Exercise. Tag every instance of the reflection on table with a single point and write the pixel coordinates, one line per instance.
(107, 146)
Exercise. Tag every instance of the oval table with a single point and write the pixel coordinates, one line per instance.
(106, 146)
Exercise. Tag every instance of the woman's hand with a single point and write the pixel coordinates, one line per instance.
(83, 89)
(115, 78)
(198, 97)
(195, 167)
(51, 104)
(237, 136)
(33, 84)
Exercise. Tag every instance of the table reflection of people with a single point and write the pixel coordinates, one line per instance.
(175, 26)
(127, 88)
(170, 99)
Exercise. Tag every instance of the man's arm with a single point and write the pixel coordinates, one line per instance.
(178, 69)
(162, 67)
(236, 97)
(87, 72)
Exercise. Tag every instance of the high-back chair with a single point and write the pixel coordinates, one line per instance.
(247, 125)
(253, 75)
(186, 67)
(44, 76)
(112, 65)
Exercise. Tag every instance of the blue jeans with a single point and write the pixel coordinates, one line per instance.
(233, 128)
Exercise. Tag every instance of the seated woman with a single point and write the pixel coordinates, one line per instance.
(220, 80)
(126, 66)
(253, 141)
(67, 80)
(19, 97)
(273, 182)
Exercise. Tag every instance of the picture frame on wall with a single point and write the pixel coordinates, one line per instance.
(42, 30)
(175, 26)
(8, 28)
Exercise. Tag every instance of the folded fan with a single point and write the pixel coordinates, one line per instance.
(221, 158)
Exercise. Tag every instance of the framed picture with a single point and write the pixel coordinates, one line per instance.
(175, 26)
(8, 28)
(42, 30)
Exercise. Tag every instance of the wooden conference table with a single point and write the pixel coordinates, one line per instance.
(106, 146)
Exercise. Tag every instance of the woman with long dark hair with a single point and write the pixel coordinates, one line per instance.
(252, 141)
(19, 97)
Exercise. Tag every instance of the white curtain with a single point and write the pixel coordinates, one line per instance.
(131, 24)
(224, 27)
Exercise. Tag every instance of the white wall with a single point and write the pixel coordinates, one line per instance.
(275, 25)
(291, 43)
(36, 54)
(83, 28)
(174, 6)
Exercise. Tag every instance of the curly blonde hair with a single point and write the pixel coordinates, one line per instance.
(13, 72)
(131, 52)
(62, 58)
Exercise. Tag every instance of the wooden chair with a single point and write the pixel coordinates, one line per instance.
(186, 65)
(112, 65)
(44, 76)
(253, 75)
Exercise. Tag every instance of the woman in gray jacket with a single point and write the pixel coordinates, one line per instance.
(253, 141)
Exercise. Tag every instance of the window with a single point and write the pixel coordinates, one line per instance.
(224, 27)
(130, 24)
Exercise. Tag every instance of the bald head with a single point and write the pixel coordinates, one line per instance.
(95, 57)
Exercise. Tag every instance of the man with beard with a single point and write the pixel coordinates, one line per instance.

## [What this task involves]
Each line from the one holding "Exercise. Tag every instance of the window" to the end of the entries is to be written out exactly. Skip every line before it.

## [Output below]
Exercise. Tag every instance of the window with a single point and write the pixel coordinates, one line per instance.
(224, 27)
(130, 24)
Exercise. Tag every instance of the bald head with a single point and write the pixel coordinates, one line per instance.
(95, 57)
Exercise. Tag every instance of the man with beard with a single point and write the pixel coordinates, one line per instance.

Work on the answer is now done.